From the listing below, return each line that includes "blonde".
GIVEN RECORDS Block Start
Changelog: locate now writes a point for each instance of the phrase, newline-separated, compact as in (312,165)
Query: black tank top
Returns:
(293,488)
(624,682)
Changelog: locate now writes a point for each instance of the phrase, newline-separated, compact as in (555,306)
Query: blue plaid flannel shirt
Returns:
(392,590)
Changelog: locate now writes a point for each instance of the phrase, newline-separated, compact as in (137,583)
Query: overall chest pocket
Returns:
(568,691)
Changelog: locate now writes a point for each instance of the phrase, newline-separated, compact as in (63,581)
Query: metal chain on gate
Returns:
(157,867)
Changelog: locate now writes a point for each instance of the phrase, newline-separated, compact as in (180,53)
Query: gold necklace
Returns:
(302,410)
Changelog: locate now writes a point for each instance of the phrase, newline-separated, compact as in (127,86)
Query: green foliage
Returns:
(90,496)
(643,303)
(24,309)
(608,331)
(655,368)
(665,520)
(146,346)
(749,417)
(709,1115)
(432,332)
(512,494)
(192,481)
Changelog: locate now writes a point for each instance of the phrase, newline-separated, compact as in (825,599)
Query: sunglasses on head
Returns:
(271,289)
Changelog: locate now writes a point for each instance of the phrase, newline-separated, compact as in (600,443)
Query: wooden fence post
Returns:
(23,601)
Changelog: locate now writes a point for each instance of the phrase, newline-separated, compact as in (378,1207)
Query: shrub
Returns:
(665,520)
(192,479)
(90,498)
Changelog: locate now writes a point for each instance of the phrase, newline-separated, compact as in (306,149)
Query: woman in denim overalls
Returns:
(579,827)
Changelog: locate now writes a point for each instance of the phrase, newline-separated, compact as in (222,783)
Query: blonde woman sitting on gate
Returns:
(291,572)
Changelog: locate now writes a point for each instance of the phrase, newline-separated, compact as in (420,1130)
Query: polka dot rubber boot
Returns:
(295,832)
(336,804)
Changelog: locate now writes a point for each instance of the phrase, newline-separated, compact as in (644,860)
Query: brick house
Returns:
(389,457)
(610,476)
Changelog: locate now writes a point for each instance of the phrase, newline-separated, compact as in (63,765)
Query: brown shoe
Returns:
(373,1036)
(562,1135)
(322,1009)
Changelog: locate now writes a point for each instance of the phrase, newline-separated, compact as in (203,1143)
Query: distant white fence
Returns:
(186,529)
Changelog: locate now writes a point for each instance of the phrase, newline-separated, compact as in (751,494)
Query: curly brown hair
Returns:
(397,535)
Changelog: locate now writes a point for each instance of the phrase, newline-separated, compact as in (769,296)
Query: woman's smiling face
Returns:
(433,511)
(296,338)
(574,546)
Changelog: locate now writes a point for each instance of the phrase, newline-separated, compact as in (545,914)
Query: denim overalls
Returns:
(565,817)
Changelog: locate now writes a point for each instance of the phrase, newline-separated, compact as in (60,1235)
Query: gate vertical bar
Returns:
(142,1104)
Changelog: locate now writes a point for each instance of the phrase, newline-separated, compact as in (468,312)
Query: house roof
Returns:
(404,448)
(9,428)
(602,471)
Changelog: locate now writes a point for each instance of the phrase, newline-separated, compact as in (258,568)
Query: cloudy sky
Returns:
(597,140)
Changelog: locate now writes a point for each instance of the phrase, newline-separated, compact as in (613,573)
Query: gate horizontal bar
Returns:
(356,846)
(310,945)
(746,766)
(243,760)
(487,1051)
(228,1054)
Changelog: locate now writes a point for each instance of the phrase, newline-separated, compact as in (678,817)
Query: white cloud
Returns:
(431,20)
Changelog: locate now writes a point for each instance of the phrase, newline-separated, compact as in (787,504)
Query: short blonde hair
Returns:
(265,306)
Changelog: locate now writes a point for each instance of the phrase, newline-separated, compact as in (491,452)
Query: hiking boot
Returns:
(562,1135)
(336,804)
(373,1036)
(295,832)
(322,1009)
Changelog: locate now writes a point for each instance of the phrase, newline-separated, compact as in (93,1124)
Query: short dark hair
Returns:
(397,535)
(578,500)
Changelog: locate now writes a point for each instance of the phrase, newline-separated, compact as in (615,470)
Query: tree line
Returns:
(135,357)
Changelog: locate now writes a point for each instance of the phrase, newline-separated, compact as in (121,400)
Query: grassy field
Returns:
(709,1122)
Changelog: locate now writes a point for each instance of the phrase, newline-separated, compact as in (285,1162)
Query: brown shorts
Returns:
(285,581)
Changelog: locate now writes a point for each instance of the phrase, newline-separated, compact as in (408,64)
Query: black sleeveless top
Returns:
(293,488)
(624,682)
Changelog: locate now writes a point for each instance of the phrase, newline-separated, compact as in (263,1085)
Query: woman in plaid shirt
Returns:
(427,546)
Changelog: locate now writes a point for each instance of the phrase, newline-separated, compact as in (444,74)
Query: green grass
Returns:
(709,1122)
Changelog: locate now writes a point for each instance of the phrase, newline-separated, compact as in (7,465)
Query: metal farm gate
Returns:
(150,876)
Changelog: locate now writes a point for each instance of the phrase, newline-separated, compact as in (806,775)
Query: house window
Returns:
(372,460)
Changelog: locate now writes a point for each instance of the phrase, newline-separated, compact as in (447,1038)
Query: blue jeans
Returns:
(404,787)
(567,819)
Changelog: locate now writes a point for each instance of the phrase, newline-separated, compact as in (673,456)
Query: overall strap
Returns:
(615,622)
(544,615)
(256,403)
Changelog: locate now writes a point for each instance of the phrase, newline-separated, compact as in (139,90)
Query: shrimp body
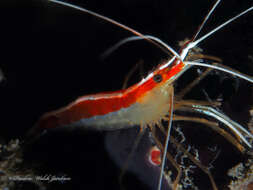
GIVEN RECORDS Block End
ANSWER BOX:
Query: blonde woman sitting on gate
Query: short blonde hair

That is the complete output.